[Work to do]
(a) Which lines of the records contain the string "flag"? Return each of those lines in full, treating case as significant.
(b) Extend the rugby blog post past its last sentence, carrying it on in the same voice.

Tuesday, May 1, 2012

I had a Bizarre Encounter With a Woman this Weekend...


I’m an avid rugby fan.  Growing up my dad tweaked my interest in the sport from a young age, and I remember him watching a few of the games of the 1995 rugby world cup on pay per view.  It wasn’t until we moved back to South Africa in 1999 that I grew to really love the sport.  Dad and I would go over to a friend’s house to utilize their cable TV to watch our province play.  Since then, I’ve been hooked.  One of my favorite viewing places here in Kenya is a sports bar about 25 minutes away via public transport.  They have loads of TVs and pretty good food.

[Input rows]
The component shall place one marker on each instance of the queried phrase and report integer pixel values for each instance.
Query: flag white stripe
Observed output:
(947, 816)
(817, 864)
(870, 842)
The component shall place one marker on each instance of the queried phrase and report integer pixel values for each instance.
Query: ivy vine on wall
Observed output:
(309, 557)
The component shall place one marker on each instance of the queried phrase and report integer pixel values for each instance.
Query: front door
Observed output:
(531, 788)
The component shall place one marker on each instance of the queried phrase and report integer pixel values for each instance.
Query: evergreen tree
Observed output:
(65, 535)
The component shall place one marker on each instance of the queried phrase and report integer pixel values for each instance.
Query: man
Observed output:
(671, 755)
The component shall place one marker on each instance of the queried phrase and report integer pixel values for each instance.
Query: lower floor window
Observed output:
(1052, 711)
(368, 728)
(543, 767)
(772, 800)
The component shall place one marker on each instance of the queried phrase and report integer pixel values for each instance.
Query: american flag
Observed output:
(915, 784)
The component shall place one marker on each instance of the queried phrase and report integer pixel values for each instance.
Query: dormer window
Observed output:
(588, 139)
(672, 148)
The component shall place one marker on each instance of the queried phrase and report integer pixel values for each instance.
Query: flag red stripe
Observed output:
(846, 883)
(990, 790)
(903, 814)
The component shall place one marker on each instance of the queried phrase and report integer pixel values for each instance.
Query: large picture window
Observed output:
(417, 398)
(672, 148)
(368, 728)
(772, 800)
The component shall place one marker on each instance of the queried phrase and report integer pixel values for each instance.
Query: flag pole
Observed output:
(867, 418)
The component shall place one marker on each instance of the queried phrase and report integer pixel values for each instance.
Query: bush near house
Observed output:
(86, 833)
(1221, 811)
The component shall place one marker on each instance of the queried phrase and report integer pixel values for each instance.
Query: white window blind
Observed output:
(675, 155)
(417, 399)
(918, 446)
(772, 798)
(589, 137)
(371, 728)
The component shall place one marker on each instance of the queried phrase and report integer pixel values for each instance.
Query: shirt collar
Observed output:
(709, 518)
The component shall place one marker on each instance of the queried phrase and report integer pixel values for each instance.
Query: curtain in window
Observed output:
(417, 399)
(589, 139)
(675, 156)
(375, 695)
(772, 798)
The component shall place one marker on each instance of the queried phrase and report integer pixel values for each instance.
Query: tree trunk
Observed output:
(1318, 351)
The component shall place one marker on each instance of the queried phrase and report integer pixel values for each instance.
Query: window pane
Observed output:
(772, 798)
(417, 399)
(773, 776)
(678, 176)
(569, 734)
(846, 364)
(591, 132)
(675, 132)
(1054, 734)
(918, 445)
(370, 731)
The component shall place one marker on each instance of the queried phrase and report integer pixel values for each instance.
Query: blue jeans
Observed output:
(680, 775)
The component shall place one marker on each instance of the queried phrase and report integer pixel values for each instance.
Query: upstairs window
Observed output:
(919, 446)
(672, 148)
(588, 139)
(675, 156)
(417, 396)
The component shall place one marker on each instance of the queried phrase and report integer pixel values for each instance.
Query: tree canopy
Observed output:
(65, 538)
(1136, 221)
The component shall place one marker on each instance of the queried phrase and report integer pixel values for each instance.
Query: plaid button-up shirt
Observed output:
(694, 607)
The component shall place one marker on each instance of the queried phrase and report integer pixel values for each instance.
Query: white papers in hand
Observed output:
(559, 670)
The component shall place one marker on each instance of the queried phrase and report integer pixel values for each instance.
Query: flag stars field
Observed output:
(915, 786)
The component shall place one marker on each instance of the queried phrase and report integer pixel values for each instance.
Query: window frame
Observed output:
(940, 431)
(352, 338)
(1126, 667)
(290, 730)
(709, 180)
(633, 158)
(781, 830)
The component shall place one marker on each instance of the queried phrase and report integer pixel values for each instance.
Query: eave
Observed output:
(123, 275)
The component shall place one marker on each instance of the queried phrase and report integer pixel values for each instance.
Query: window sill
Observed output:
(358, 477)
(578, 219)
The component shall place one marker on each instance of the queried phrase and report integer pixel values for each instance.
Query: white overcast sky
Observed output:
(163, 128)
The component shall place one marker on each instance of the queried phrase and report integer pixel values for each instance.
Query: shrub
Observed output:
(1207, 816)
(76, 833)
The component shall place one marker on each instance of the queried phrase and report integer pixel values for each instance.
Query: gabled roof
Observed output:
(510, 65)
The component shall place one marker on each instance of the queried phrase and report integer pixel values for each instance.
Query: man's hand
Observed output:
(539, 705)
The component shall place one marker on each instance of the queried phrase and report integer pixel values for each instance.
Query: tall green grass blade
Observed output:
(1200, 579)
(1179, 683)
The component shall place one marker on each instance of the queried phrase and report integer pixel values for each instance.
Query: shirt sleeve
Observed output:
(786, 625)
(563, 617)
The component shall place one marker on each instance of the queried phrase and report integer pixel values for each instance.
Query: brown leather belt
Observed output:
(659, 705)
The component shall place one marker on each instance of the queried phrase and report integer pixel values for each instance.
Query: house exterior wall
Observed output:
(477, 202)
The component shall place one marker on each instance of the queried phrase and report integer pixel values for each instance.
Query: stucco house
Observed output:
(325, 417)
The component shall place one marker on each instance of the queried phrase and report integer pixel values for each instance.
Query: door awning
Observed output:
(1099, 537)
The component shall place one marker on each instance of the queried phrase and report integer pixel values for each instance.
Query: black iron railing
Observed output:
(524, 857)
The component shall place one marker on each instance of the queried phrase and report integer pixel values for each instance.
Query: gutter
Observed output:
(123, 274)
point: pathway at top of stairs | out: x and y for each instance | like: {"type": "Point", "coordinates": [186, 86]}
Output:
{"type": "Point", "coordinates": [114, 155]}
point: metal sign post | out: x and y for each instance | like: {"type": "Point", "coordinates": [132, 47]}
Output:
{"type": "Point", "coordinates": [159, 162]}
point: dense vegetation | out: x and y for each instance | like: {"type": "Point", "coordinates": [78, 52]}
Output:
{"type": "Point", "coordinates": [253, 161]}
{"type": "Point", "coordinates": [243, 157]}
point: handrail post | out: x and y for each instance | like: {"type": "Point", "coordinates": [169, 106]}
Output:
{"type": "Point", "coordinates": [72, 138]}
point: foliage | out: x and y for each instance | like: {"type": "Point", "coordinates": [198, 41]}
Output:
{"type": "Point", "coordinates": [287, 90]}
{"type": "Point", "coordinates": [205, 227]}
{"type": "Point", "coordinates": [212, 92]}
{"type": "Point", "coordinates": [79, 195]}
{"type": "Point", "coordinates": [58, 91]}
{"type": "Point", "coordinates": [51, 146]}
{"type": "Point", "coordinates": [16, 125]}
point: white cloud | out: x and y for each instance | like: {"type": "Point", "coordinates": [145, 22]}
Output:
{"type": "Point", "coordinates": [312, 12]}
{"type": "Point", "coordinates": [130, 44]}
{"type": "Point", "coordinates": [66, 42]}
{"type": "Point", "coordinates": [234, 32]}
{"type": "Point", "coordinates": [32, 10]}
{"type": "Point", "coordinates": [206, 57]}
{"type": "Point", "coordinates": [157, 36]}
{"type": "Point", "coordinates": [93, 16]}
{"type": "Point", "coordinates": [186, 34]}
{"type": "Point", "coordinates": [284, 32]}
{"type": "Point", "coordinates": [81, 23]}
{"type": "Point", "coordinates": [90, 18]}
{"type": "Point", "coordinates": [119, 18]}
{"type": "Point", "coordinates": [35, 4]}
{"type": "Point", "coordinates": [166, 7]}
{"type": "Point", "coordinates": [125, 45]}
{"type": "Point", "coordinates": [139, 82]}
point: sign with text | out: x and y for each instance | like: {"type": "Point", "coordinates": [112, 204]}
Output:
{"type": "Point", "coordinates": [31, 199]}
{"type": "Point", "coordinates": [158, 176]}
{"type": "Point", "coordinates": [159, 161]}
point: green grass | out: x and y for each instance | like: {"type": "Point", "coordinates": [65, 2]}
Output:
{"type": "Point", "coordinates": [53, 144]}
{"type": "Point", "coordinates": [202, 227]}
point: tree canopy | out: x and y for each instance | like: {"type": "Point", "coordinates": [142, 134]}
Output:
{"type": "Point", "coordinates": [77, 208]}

[Expected responses]
(a)
Query: flag white stripe
Query: american flag
Query: flag red stripe
Query: flag pole
Query: flag stars field

(b)
Saturday night I went to watch one of our South African teams play a New Zealand team.  Almost immediately after I sat down, I Kenyan gal came and sat in the spot next to me.  I was quite sure that she would be being flirtatious the rest of the evening.  I was right.  Although, I’m not actively on the Smirnoff Ice downing lady market at the moment.  We began to talk about different things, and she learned that I have been here teaching at ANU.  She had grown up in the church and attended the Nazarene church for a while.  Since then she’s gone through a period of doubt in her faith.  I asked her why, and she told me it’s because God hasn’t answered her prayers.  I told her, “You know God doesn’t always answer our prayers positively, and I think there are times when God doesn’t answer our prayers because we ask them selfishly.”  The crux of her message was that she really felt like God had failed her in this situation.  She told me she’d done all the ‘right things’ growing up.  She’d gone to church, to Sunday School, etc.  But there was something that Caroline was lacking, and I think its something that a lot of nominal Christians struggle with.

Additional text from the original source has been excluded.